- Work to be completed
Return all of the lines below exactly as they are.

- Available data

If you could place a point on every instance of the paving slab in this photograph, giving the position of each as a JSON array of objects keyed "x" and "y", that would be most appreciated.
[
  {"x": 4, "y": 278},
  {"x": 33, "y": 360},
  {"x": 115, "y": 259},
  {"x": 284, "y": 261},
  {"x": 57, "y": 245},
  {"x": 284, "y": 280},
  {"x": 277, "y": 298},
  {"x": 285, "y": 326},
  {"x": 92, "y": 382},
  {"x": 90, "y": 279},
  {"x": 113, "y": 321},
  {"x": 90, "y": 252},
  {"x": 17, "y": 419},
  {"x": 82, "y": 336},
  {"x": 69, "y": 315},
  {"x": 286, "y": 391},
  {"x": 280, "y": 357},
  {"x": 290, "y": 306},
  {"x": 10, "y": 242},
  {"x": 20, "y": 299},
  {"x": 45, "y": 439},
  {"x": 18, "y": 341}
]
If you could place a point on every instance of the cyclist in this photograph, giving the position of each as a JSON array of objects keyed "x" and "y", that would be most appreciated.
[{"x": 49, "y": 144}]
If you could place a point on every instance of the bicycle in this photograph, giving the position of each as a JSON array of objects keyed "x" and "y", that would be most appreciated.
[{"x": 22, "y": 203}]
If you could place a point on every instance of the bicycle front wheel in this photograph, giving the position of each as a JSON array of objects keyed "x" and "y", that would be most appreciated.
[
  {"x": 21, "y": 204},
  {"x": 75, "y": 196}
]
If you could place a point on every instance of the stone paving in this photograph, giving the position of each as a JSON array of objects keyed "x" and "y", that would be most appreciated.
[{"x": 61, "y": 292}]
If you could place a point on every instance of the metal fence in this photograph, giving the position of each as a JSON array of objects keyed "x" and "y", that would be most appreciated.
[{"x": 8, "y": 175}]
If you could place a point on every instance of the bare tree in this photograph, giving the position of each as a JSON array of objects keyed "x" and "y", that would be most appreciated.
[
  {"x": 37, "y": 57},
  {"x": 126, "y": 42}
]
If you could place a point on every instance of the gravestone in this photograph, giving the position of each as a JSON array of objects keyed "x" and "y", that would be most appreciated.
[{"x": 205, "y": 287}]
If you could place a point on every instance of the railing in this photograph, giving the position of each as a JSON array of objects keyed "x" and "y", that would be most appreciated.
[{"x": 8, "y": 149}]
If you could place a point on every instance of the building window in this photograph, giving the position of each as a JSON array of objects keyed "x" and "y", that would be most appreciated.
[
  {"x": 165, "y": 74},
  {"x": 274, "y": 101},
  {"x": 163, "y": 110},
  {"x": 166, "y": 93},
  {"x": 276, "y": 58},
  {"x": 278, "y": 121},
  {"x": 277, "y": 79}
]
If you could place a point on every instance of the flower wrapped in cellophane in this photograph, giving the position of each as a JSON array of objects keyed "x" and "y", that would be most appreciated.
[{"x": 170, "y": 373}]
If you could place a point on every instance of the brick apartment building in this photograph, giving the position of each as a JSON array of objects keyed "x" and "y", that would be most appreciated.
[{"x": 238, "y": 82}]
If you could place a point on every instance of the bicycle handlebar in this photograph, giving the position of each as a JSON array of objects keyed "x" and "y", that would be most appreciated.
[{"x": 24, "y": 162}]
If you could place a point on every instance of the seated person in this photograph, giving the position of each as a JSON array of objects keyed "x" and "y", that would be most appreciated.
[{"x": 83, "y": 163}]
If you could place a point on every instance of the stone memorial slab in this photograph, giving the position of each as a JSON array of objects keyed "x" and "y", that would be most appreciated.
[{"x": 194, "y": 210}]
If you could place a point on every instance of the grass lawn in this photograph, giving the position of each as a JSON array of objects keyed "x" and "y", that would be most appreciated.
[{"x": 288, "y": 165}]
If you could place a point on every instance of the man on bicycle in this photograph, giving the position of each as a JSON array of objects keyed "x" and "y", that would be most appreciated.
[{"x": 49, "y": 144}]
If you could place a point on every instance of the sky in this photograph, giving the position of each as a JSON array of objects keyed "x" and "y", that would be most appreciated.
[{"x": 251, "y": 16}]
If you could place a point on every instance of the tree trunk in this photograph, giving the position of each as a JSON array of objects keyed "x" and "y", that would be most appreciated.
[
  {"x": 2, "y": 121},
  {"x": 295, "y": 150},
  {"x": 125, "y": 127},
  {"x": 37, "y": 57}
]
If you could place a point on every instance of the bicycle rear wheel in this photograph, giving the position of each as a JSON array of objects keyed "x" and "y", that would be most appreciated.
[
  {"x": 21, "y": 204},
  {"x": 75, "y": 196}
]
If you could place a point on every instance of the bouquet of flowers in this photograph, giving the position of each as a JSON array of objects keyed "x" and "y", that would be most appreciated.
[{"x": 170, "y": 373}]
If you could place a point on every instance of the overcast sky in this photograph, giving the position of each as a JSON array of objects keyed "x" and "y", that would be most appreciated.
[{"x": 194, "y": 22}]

- Correct result
If you could place a point on every instance of the paving slab in this photograph, giving the position of each as a JSON array of objects keyed "x" and "y", that would be most appreciated.
[
  {"x": 4, "y": 278},
  {"x": 33, "y": 360},
  {"x": 115, "y": 259},
  {"x": 284, "y": 261},
  {"x": 57, "y": 245},
  {"x": 284, "y": 280},
  {"x": 277, "y": 298},
  {"x": 285, "y": 326},
  {"x": 92, "y": 382},
  {"x": 90, "y": 279},
  {"x": 113, "y": 321},
  {"x": 90, "y": 252},
  {"x": 17, "y": 419},
  {"x": 82, "y": 336},
  {"x": 69, "y": 315},
  {"x": 286, "y": 391},
  {"x": 280, "y": 357},
  {"x": 290, "y": 306},
  {"x": 10, "y": 242},
  {"x": 20, "y": 299},
  {"x": 45, "y": 439},
  {"x": 18, "y": 341}
]
If you could place a point on every instance of the cyclist in this photograph, giving the position of each as a JSON array of objects keyed "x" and "y", that would be most appreciated.
[{"x": 49, "y": 144}]
If you could place a point on every instance of the bicycle in this photograph, giving the position of each as a JSON array of objects keyed "x" and "y", that would be most appreciated.
[{"x": 22, "y": 203}]
If you could place a point on every instance of the bicycle front wheel in this photograph, giving the position of each as a JSON array of objects keyed "x" and "y", that would be most appreciated.
[
  {"x": 21, "y": 204},
  {"x": 75, "y": 196}
]
If you could place a point on every instance of the stone paving in this photograph, giving the position of each as a JSON array of objects keyed "x" and "y", that would be most appreciated.
[{"x": 61, "y": 292}]
If you could place a point on every instance of the metal fence in this photograph, giving the position of each as a JSON array of objects keyed "x" and "y", that would be most appreciated.
[{"x": 8, "y": 175}]
If you could place a point on every instance of the bare tree in this photograph, giving the position of each as a JSON array of objects keyed "x" and "y", that would be most appreciated.
[
  {"x": 37, "y": 57},
  {"x": 126, "y": 42}
]
If you could place a point on every instance of the gravestone in this photograph, giving the position of each as a JSON array of objects keyed "x" and "y", that would be most appreciated.
[{"x": 205, "y": 287}]
If you could place a point on every instance of the railing in this photograph, giving the position of each as a JSON array of objects keyed "x" and "y", that would be most appreciated.
[{"x": 8, "y": 149}]
If you could place a point on every instance of the building window in this photograph, giving the position of each as a JSON array of objects keyed "x" and "y", that would be most appreciated.
[
  {"x": 165, "y": 74},
  {"x": 274, "y": 101},
  {"x": 163, "y": 110},
  {"x": 166, "y": 93},
  {"x": 276, "y": 58},
  {"x": 278, "y": 121},
  {"x": 277, "y": 79}
]
If you could place a point on every instance of the flower wrapped in cellophane in this photograph, giving the position of each as a JSON array of objects keyed "x" and "y", that would be most appreciated.
[{"x": 170, "y": 373}]
If you could place a point on every instance of the brick apartment building in this photograph, giving the position of each as a JSON array of objects keyed "x" and "y", that would be most appreciated.
[{"x": 238, "y": 82}]
If you could place a point on every instance of the bicycle handlebar in this photograph, giving the position of each as a JSON array of objects keyed "x" and "y", that would be most appreciated.
[{"x": 24, "y": 162}]
If you could place a point on every instance of the seated person in this photograph, giving the position of each as a JSON array of objects keyed "x" and "y", that would be most appreciated.
[{"x": 83, "y": 163}]
If you could place a point on every instance of the stone memorial slab in this photograph, giving the position of each as a JSON array of objects keyed "x" and "y", that would be most appreciated.
[{"x": 194, "y": 210}]
If you could place a point on every instance of the grass lawn in this photograph, giving the position of each as a JSON array of objects keyed "x" and "y", that would be most appreciated.
[{"x": 288, "y": 165}]
If you could place a point on every instance of the man on bicycle in this photograph, giving the position of each as a JSON array of objects keyed "x" and "y", that would be most appreciated.
[{"x": 49, "y": 144}]
If you could place a point on every instance of the sky in this photograph, giving the position of each as a JSON array of objects keyed "x" and "y", that would be most appreciated.
[{"x": 251, "y": 16}]
If you could place a point on every instance of the tree trunk in this photograph, giving the position of each as a JSON array of objects keyed "x" and "y", that would be most appreciated.
[
  {"x": 2, "y": 121},
  {"x": 295, "y": 150},
  {"x": 125, "y": 127},
  {"x": 37, "y": 57}
]
If you could place a point on every instance of the bicycle rear wheel in this photograph, giving the position of each as a JSON array of objects keyed "x" and "y", that would be most appreciated.
[
  {"x": 21, "y": 204},
  {"x": 75, "y": 196}
]
If you could place a point on every instance of the bouquet of flowers in this photograph, giving the position of each as a JSON array of objects keyed "x" and "y", that would be most appreciated.
[{"x": 170, "y": 373}]
If you could place a point on every instance of the overcast sky in this photograph, giving the position of each as a JSON array of objects keyed "x" and "y", that would be most appreciated.
[{"x": 194, "y": 22}]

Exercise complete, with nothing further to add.